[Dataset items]
******

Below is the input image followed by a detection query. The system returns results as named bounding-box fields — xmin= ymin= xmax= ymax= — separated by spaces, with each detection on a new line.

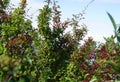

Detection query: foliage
xmin=0 ymin=0 xmax=120 ymax=82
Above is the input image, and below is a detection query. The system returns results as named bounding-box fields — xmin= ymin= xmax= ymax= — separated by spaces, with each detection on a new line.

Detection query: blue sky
xmin=11 ymin=0 xmax=120 ymax=42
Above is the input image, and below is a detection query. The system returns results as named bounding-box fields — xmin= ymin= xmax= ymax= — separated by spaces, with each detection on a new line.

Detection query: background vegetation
xmin=0 ymin=0 xmax=120 ymax=82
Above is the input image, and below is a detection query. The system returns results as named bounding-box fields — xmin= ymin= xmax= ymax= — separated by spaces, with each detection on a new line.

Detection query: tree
xmin=0 ymin=0 xmax=120 ymax=82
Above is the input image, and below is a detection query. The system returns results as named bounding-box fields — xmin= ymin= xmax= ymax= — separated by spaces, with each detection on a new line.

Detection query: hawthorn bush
xmin=0 ymin=0 xmax=120 ymax=82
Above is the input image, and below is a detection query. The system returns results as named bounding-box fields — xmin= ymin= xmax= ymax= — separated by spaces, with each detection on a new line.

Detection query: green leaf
xmin=107 ymin=12 xmax=117 ymax=33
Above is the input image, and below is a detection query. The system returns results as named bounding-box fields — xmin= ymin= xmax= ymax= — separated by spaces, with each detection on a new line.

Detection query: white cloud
xmin=69 ymin=0 xmax=120 ymax=3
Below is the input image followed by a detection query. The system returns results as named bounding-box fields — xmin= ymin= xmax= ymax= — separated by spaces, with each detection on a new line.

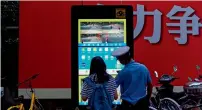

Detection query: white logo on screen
xmin=81 ymin=55 xmax=86 ymax=60
xmin=105 ymin=55 xmax=109 ymax=60
xmin=105 ymin=48 xmax=108 ymax=51
xmin=99 ymin=48 xmax=102 ymax=51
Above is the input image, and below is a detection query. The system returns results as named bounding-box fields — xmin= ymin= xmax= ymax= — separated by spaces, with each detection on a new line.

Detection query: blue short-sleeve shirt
xmin=116 ymin=60 xmax=151 ymax=104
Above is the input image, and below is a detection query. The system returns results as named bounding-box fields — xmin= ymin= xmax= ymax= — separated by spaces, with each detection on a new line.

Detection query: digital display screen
xmin=78 ymin=19 xmax=127 ymax=105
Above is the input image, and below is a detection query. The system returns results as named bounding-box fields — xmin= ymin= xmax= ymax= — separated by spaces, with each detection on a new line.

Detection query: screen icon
xmin=81 ymin=55 xmax=86 ymax=60
xmin=110 ymin=48 xmax=114 ymax=51
xmin=88 ymin=56 xmax=90 ymax=60
xmin=87 ymin=48 xmax=91 ymax=51
xmin=93 ymin=48 xmax=97 ymax=51
xmin=99 ymin=48 xmax=102 ymax=51
xmin=105 ymin=48 xmax=108 ymax=51
xmin=105 ymin=55 xmax=109 ymax=60
xmin=82 ymin=48 xmax=85 ymax=51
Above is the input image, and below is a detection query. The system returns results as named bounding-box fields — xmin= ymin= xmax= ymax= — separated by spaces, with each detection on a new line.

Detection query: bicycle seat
xmin=14 ymin=95 xmax=24 ymax=102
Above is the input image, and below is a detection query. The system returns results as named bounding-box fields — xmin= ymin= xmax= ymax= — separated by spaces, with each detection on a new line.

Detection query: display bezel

******

What you need to do: Using the records above, output their complete text exactly, minus any images.

Completed task:
Below is the input image followed by a detection query. The system returns results as named bounding-box fields — xmin= ymin= xmax= ymax= — separated by spaces, with each detection on a new line.


Detection query: foliage
xmin=0 ymin=0 xmax=120 ymax=82
Above is the input image, and below is a detection query. The system returns results as named bounding-box fields — xmin= ymin= xmax= ymax= — separated by spaces, with each detection on a new line.

Detection query: blue sky
xmin=11 ymin=0 xmax=120 ymax=42
Above is the input image, and below is a detection query. The system returns results as named bounding-box fields — xmin= ymin= xmax= ymax= — separated by spaces, with each detection on a new line.

Detection query: background vegetation
xmin=0 ymin=0 xmax=120 ymax=82
Above is the input image, and below is a detection query. The system returns results as named bounding-box fields — xmin= ymin= xmax= ymax= — separated by spaces, with each detection on a new line.

Detection query: tree
xmin=0 ymin=0 xmax=120 ymax=82
Above is the input image, and below is a detection query. The system returns results as named bounding-box fields — xmin= ymin= xmax= ymax= — separated by spaces, with each detection on a new line.

Detection query: hawthorn bush
xmin=0 ymin=0 xmax=120 ymax=82
Above is the input image, and below is a detection query. The system returns results as named bounding-box fields — xmin= ymin= xmax= ymax= — separated by spaces, with each detection on a new line.

Detection query: green leaf
xmin=107 ymin=12 xmax=117 ymax=33
Above is the input image, and below is a detection query. The system returns results as named bounding-box fields — xmin= ymin= xmax= ymax= — separated by spaces, with each detection on a new line.

Detection query: white cloud
xmin=69 ymin=0 xmax=120 ymax=3
Below is the input image followed by a detection query. The system returns results as named bounding-box fields — xmin= ymin= xmax= ymax= — separated by spaces, with each detection on a new line.


Detection query: white logo on screen
xmin=81 ymin=55 xmax=86 ymax=60
xmin=105 ymin=55 xmax=109 ymax=60
xmin=105 ymin=48 xmax=108 ymax=51
xmin=99 ymin=48 xmax=102 ymax=51
Above is the input image, and below is a detection query. The system returns results as named bounding-box fields — xmin= ymin= xmax= ymax= — separated by spaces, with each detection on a new line.

Detection query: blue short-sleeve shirt
xmin=116 ymin=60 xmax=151 ymax=104
Above is the input image, and below is a detection query. The system returns results as named bounding-box fields — xmin= ymin= xmax= ymax= — separated by spaces, with each detection on a new line.

Detection query: digital display screen
xmin=78 ymin=19 xmax=127 ymax=105
Above is the input image, and below is a detection query. The system returns results as named bounding-box fields — xmin= ymin= xmax= ymax= — separated by spaces, with each detection on a new line.

Detection query: screen icon
xmin=81 ymin=55 xmax=86 ymax=60
xmin=110 ymin=48 xmax=114 ymax=51
xmin=88 ymin=56 xmax=90 ymax=60
xmin=87 ymin=48 xmax=91 ymax=51
xmin=93 ymin=48 xmax=97 ymax=51
xmin=99 ymin=48 xmax=102 ymax=51
xmin=105 ymin=48 xmax=108 ymax=51
xmin=105 ymin=55 xmax=109 ymax=60
xmin=82 ymin=48 xmax=85 ymax=51
Above is the input image, and below is a detection query. The system returns results as named bounding-box fields — xmin= ymin= xmax= ymax= — separated by spaces, with each detection on a new line.

Detection query: bicycle seat
xmin=14 ymin=95 xmax=24 ymax=102
Above is the input image, and below is a detection query. The system returns results as named bounding-box fields — xmin= ymin= xmax= ymax= — separated by spaces, with each detection on a new line.

Detection query: display bezel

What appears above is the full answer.